>> Start
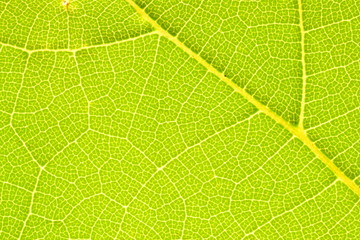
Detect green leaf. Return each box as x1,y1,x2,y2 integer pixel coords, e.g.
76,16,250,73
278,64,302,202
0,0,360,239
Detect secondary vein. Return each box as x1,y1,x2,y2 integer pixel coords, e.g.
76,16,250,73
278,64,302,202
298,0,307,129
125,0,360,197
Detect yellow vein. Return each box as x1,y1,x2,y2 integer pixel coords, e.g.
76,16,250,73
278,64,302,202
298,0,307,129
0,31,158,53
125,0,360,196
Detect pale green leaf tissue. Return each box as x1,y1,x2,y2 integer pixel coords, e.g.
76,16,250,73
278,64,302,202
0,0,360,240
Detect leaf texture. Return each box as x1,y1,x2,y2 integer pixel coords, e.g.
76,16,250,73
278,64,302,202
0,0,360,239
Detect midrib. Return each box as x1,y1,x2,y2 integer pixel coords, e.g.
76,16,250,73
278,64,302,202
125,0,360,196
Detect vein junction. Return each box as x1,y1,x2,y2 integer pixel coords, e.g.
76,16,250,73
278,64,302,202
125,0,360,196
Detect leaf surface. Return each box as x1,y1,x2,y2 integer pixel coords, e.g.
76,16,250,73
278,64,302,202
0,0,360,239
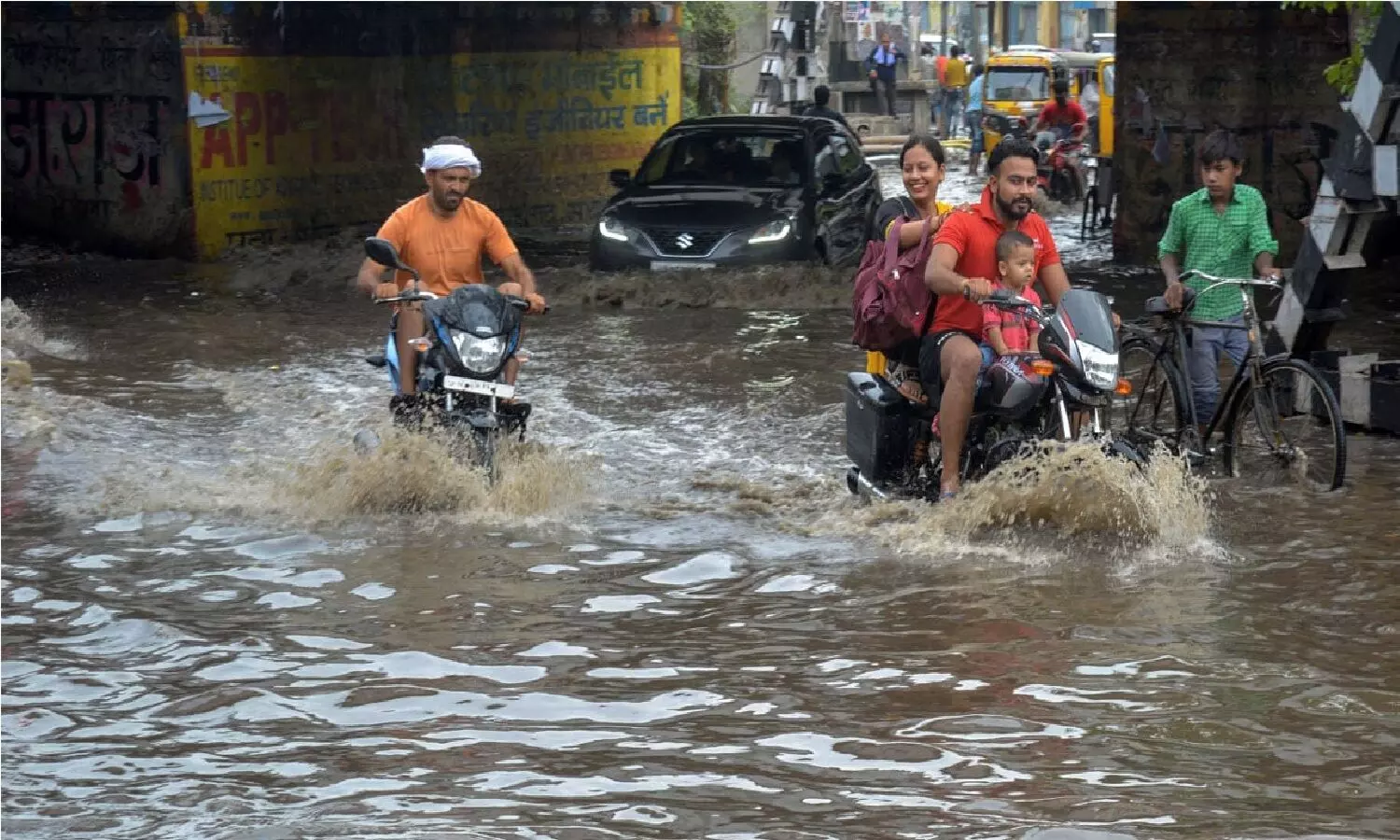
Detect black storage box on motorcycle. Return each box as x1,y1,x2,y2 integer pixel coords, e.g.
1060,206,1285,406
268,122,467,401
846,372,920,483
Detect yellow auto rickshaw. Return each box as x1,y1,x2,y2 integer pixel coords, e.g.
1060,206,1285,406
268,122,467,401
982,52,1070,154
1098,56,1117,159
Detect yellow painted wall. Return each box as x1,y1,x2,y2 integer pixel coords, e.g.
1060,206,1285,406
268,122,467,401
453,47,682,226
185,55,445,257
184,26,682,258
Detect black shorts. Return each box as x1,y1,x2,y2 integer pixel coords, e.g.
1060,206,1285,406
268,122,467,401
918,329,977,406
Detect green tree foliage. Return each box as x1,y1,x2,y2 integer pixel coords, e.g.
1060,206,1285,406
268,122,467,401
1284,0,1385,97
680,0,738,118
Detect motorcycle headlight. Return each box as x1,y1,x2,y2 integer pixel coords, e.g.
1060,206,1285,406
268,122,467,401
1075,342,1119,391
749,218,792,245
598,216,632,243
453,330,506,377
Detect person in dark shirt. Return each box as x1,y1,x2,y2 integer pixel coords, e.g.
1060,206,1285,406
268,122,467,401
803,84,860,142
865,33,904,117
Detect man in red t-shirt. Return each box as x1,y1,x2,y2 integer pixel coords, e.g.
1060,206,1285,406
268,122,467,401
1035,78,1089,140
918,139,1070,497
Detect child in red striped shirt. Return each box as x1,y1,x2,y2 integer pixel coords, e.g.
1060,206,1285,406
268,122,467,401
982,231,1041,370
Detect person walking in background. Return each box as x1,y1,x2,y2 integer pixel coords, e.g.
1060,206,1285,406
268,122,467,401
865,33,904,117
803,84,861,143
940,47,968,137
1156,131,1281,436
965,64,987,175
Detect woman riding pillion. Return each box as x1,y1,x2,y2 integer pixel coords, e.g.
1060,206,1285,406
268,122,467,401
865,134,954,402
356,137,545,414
>> End
* [Task description]: Lay out every line of the rows above as a numbered list, skipping blank lines and leaving the pictures out.

* [Final result]:
1. Detect green leaf. Return each box as x1,y1,x2,y2 integer pixel coords, e.g.
2. 76,16,250,73
3. 278,64,302,202
4. 0,0,360,239
5. Detect secondary vein. Return each box as x1,y1,x2,y2 integer pixel coords, e.g.
6. 76,16,250,73
7. 278,64,302,202
8. 298,0,307,129
9. 125,0,360,197
10. Detect yellow vein. Return each box as x1,y1,x2,y2 integer pixel coords, e.g.
11. 76,16,250,73
12. 278,64,302,202
13. 298,0,307,129
14. 0,31,158,53
15. 125,0,360,196
16. Detect pale green leaf tissue. Return each box as x1,y1,x2,y2 integer pixel coords, e.g.
17. 76,16,250,73
18. 278,64,302,202
19. 0,0,360,240
20. Detect leaf texture. Return each box as x1,y1,x2,y2 integer pixel coords, e.g.
21. 76,16,250,73
22. 278,64,302,202
23. 0,0,360,239
24. Detect midrib. Return each box as x1,y1,x2,y2 integer pixel coords, e.g.
25. 76,16,250,73
26. 278,64,302,202
27. 125,0,360,196
28. Detect vein junction. Return each box as x1,y1,x2,y2 integer pixel coords, e.g.
29. 76,16,250,73
30. 278,64,302,202
31. 125,0,360,196
32. Detect leaf surface. Return each box as x1,y1,x2,y2 integer pixel coords, e.g.
33. 76,16,250,73
34. 278,64,302,202
35. 0,0,360,239
36. Detect black storage box on motorcycle. Return each box as x1,y1,x2,y2 integer pixel coords, e.g.
37. 1060,206,1285,406
38. 268,122,467,401
39. 846,372,920,483
40. Detect yellow auto rickshaw. Return each box as x1,y1,x2,y2 integer pixel coords, e.g.
41. 1060,206,1285,406
42. 268,122,467,401
43. 982,52,1070,154
44. 1098,56,1117,159
45. Detect yellow painted wall. Return each box as x1,y1,x2,y2 integer pixel coords, e.g.
46. 1060,206,1285,406
47. 268,122,467,401
48. 453,47,682,226
49. 185,55,445,257
50. 184,26,682,258
51. Detect black shorts. Return each box as x1,y1,x2,y2 integer pixel coords, e.g.
52. 1060,206,1285,406
53. 268,122,467,401
54. 918,329,977,406
55. Detect green tree foliage. Return each box as x1,y1,x2,y2 integer pixel coords, e.g.
56. 1060,206,1285,406
57. 268,122,467,401
58. 1284,0,1385,97
59. 680,0,738,118
60. Detect motorcycle headlight. Return each box as x1,y1,x2,y2 integer pixel coords, e.g.
61. 1060,206,1285,406
62. 268,122,467,401
63. 1075,342,1119,391
64. 749,218,792,245
65. 598,216,632,243
66. 453,330,506,377
67. Detect person in dark shirt. Return each box as x1,y1,x2,y2 integer pixel coords, e.g.
68. 1060,206,1285,406
69. 268,122,467,401
70. 803,84,860,142
71. 865,33,904,117
72. Detect man in red t-shirt. Return each box as x1,y1,x2,y2 integer pixel coords, e.g.
73. 1060,206,1285,406
74. 268,122,467,401
75. 1035,78,1089,140
76. 918,139,1070,497
77. Detect child in red striped shirt. Return each box as x1,y1,x2,y2 integer pixel coords, e.g.
78. 1060,206,1285,406
79. 268,122,467,401
80. 982,231,1041,370
81. Detect person walking in background. Return each box as x1,y1,x2,y2 integer pixel coords, e.g.
82. 1060,206,1285,406
83. 268,122,467,401
84. 865,33,904,117
85. 803,84,861,143
86. 940,47,968,137
87. 1156,131,1281,436
88. 965,64,987,175
89. Detect woman riding pillion. Return each box as x1,y1,x2,y2 integer pixel coords, e.g.
90. 1060,206,1285,406
91. 268,122,467,401
92. 865,134,954,402
93. 356,137,545,414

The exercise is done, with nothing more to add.